## EXERCISE MATERIAL
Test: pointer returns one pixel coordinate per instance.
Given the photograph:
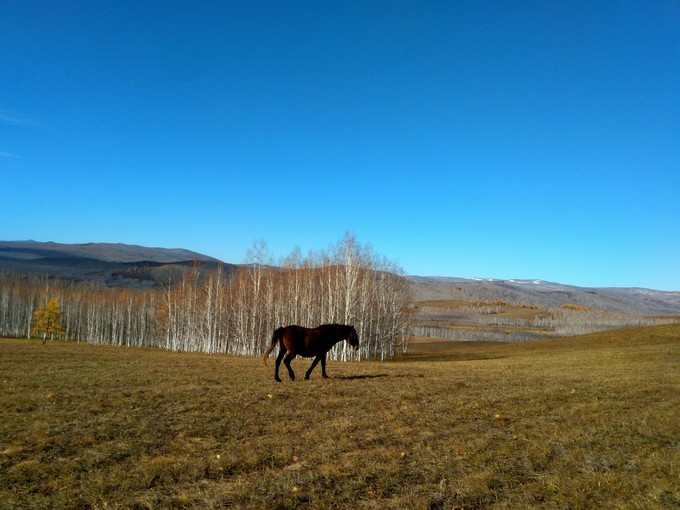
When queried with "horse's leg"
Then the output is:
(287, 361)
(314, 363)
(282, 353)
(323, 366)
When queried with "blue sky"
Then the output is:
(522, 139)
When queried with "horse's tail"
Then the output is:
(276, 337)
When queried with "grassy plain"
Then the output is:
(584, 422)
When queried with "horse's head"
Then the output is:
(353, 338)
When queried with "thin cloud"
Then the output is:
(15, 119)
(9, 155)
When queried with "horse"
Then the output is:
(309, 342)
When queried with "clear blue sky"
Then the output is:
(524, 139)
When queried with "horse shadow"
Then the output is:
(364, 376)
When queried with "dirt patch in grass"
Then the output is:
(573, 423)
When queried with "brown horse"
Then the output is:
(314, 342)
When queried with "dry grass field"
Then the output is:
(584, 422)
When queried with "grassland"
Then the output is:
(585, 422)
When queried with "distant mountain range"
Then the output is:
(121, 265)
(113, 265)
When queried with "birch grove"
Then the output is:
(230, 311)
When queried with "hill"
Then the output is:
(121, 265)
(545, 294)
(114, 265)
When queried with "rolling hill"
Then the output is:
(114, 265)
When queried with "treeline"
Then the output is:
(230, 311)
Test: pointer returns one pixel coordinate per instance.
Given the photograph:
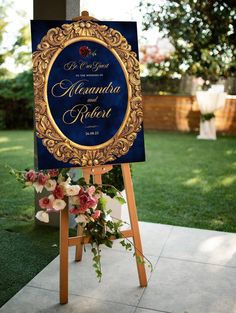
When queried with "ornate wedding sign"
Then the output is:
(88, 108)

...

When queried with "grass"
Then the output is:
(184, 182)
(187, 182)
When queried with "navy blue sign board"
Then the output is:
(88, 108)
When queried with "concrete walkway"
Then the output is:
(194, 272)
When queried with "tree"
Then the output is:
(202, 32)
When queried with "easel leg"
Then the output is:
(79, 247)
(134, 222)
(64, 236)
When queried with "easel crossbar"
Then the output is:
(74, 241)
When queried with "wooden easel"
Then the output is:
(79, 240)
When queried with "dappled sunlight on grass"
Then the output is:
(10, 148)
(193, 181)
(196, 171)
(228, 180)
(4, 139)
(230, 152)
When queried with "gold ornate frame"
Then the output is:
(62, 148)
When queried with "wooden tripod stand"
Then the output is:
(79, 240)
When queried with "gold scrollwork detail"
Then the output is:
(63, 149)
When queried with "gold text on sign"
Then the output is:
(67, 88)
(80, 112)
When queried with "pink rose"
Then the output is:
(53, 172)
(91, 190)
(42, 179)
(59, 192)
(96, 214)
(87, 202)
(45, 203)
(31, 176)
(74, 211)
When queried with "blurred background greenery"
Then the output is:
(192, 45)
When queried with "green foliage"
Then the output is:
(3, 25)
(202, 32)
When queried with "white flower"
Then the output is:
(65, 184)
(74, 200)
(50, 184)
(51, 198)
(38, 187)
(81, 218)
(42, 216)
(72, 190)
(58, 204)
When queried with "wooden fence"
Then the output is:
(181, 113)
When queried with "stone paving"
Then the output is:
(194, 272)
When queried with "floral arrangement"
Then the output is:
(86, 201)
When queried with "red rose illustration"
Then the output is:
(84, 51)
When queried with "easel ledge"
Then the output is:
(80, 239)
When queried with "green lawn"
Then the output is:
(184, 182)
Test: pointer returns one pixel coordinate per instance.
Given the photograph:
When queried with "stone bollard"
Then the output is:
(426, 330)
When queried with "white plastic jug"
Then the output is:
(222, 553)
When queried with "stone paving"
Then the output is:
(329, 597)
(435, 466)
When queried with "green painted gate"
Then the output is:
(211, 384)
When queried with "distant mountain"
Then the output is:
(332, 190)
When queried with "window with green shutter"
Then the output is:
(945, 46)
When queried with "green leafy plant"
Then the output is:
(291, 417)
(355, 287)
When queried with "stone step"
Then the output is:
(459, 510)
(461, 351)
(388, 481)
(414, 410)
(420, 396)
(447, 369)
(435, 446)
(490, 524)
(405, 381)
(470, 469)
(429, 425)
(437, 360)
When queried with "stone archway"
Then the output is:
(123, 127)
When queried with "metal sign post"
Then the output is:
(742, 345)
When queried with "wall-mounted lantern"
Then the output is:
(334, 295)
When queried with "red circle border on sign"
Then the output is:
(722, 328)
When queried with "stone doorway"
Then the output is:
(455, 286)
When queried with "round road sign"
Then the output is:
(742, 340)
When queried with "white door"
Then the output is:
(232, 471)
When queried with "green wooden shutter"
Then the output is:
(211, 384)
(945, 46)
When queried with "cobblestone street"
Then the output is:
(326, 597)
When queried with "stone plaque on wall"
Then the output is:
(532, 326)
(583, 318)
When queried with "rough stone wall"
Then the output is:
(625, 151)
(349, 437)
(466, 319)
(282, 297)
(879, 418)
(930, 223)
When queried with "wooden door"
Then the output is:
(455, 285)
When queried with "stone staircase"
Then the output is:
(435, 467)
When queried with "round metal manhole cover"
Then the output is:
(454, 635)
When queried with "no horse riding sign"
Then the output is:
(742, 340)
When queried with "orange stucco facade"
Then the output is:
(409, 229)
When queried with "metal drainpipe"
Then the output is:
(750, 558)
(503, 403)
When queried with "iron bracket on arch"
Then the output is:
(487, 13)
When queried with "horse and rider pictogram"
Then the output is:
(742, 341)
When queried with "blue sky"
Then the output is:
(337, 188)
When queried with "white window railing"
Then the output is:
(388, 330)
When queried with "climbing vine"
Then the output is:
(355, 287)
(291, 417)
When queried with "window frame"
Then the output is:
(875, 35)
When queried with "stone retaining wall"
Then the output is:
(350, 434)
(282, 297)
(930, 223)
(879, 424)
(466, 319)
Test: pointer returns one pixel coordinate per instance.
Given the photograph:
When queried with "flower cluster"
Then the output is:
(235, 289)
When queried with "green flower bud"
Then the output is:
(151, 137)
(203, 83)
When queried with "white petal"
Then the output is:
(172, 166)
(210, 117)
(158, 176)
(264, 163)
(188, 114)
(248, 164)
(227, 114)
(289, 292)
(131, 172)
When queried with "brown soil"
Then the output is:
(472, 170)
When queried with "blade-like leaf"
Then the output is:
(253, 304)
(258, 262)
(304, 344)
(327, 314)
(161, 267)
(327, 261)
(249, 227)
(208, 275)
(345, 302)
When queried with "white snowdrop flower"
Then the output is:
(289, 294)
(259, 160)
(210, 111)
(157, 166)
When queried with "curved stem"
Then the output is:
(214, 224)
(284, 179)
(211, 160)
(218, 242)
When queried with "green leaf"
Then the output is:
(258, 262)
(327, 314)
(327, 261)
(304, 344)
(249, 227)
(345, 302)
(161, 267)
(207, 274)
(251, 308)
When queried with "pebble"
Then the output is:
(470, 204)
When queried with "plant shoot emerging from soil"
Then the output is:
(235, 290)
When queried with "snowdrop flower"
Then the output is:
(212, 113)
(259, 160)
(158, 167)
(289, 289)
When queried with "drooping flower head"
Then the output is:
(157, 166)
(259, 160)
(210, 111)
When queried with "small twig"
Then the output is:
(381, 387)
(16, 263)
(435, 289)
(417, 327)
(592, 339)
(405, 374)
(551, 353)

* * *

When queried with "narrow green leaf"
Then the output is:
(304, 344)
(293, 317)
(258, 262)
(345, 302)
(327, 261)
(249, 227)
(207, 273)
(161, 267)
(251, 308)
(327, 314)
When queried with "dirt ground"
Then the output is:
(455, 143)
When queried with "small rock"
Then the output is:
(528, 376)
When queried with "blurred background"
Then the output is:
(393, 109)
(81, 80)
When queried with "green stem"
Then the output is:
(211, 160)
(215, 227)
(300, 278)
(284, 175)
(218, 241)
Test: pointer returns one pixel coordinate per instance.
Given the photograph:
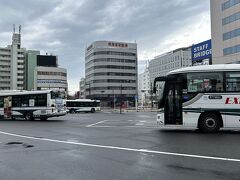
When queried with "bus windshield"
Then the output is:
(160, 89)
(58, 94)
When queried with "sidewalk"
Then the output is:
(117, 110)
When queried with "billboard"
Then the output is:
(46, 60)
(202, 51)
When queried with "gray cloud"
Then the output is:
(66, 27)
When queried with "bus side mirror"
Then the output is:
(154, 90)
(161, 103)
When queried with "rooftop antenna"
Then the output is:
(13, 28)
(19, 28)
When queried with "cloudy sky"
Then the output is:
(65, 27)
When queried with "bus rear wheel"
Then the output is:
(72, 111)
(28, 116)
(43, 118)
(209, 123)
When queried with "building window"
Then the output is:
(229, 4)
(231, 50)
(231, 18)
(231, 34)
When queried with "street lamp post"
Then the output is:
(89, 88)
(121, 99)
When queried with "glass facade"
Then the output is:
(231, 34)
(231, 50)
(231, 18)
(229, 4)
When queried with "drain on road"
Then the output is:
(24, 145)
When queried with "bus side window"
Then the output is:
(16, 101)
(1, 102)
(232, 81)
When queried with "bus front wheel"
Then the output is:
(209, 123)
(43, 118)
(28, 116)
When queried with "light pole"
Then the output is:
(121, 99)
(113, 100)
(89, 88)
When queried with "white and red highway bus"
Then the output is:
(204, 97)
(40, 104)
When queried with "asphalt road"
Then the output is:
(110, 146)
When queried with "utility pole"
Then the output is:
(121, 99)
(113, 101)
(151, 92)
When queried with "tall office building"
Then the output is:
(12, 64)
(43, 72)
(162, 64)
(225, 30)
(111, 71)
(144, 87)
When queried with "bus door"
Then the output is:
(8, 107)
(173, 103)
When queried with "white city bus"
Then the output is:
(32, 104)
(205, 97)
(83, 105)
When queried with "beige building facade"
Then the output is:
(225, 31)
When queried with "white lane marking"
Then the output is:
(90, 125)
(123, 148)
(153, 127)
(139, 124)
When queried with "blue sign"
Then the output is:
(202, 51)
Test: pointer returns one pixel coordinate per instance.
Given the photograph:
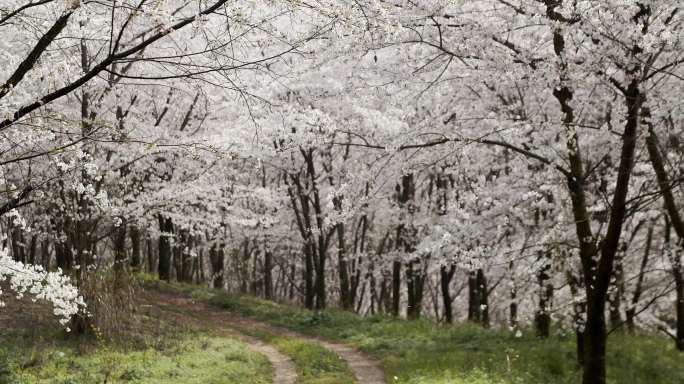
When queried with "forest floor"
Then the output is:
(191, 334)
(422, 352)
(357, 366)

## PROBLEM TO WORK ON
Which lines in the records above contain the string "small", matching case exactly? Pull out every such line.

## EXERCISE OUTPUT
When queried with "small twig"
When queried with "small rock"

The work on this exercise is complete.